> **The data**:

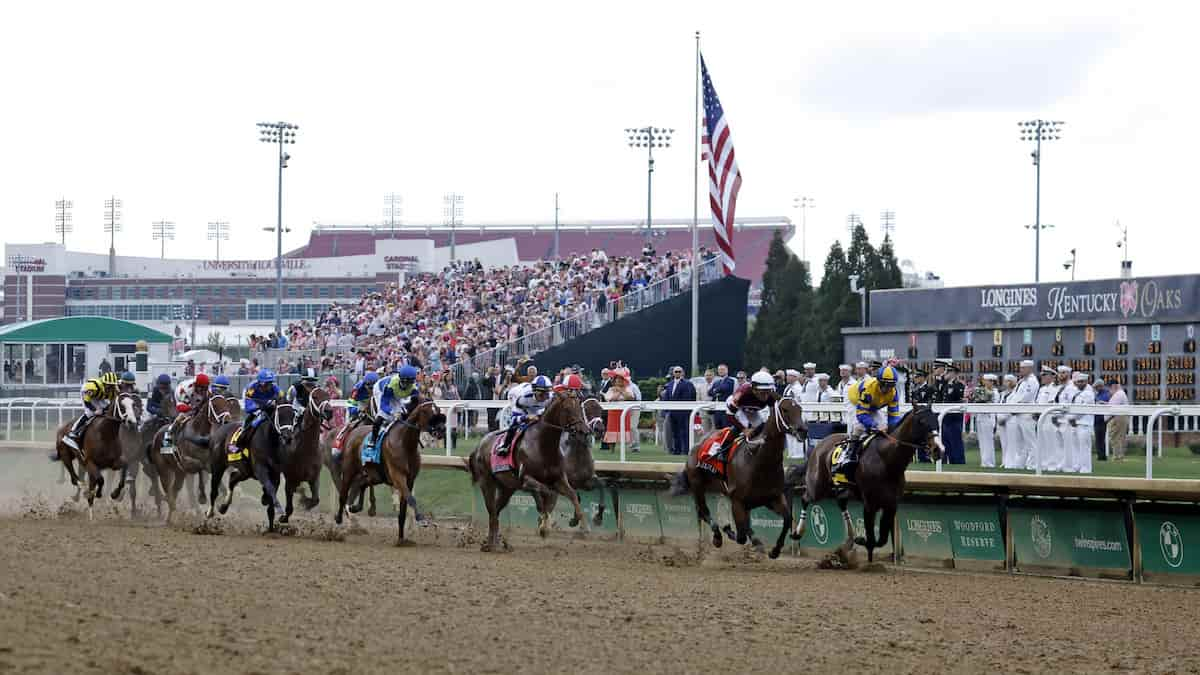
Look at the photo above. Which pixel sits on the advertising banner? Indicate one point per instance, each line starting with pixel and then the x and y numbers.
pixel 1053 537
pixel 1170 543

* * *

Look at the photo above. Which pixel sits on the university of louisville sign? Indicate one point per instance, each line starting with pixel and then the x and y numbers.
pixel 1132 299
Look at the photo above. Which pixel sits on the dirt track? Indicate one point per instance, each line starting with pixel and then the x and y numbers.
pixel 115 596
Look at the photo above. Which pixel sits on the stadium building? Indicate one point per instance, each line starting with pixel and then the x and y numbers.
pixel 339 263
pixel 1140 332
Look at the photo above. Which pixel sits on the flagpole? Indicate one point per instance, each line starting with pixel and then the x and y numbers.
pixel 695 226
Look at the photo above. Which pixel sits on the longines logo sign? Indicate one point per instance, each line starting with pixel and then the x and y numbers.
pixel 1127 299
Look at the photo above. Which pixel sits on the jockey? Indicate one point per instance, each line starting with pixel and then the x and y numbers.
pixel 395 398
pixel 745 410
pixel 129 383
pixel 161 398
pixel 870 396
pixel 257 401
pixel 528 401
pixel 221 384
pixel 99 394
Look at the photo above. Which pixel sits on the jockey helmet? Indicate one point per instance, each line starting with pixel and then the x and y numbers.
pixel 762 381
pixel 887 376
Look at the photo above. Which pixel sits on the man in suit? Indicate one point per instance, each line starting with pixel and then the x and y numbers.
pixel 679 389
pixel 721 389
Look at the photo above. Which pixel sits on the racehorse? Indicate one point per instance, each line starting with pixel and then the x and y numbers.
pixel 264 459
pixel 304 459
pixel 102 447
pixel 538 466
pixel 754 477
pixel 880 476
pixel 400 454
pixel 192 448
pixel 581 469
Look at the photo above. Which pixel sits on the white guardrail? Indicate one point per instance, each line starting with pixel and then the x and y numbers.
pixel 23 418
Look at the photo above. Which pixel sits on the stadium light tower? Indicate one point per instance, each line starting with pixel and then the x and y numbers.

--

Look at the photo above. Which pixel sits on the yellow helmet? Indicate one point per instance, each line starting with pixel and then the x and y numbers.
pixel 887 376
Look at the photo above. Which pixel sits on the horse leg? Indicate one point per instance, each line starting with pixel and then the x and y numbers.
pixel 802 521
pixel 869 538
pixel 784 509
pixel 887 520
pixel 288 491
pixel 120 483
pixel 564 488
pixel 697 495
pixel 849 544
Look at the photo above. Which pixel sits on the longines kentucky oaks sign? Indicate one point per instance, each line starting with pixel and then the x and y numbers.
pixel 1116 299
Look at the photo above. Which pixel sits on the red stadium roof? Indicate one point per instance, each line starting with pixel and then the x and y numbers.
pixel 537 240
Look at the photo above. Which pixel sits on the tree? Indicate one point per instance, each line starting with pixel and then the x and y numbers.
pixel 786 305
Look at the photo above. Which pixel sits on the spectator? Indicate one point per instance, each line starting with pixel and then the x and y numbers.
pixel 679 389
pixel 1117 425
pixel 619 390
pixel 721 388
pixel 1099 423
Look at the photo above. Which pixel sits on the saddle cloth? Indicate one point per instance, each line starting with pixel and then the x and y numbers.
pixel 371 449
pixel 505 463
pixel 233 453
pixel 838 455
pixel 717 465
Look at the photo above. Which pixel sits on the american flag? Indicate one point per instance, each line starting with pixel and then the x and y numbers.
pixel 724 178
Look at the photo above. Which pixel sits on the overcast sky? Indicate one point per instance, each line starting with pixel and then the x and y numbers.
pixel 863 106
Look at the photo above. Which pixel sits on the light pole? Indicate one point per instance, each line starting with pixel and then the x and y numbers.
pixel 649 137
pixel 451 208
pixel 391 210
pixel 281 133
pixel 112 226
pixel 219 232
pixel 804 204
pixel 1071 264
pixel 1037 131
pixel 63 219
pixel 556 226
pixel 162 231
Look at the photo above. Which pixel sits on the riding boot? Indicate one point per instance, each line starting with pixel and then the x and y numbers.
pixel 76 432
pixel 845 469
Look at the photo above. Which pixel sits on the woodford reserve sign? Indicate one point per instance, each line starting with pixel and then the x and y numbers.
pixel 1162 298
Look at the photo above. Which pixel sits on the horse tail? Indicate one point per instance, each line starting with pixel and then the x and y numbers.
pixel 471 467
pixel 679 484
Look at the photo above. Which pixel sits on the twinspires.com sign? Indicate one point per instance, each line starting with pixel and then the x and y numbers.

> **Problem to work on**: Looking at the records above, return exactly the lines from the line with "Look at the photo above. Which pixel sits on the american" to the line with "Look at the photo above. Which pixel sits on the twinspires.com", both ends included.

> **Finished exercise**:
Look at the photo above. Which pixel sits on the american flag? Indicate one point per instance, each line starting with pixel and then the x and y numbers.
pixel 724 178
Look at the photo above. Which pixel sits on the overcast sky? Indicate one point per instance, each line starting with pixel and then the x and y numbers.
pixel 863 106
Look at the photo above. Which pixel sits on the light pole? Indicate one point per instance, each line starting with pixel and then the x and y numbers.
pixel 649 137
pixel 451 208
pixel 391 210
pixel 281 133
pixel 112 226
pixel 219 232
pixel 804 204
pixel 1071 264
pixel 1037 131
pixel 63 219
pixel 556 226
pixel 162 231
Look at the photo above. Which pixel sits on the riding boot? Indicate one point per instance, each line starting with pixel and then the x and y numbers.
pixel 76 432
pixel 845 469
Look at the photo above. Which pixel sits on the woodford reserve sign? Indicate one point per instance, each line starting with pixel and then the x and y numbers.
pixel 1162 298
Look at the photo above. Which pixel sits on the horse tail? Indicate one point per instance, each line starting with pixel and then the x and y numbers.
pixel 471 467
pixel 679 484
Look at the photo above. Which pixel sits on the twinspires.com sign? Indicate one point per instance, each line starting with pixel and then the x and y numbers.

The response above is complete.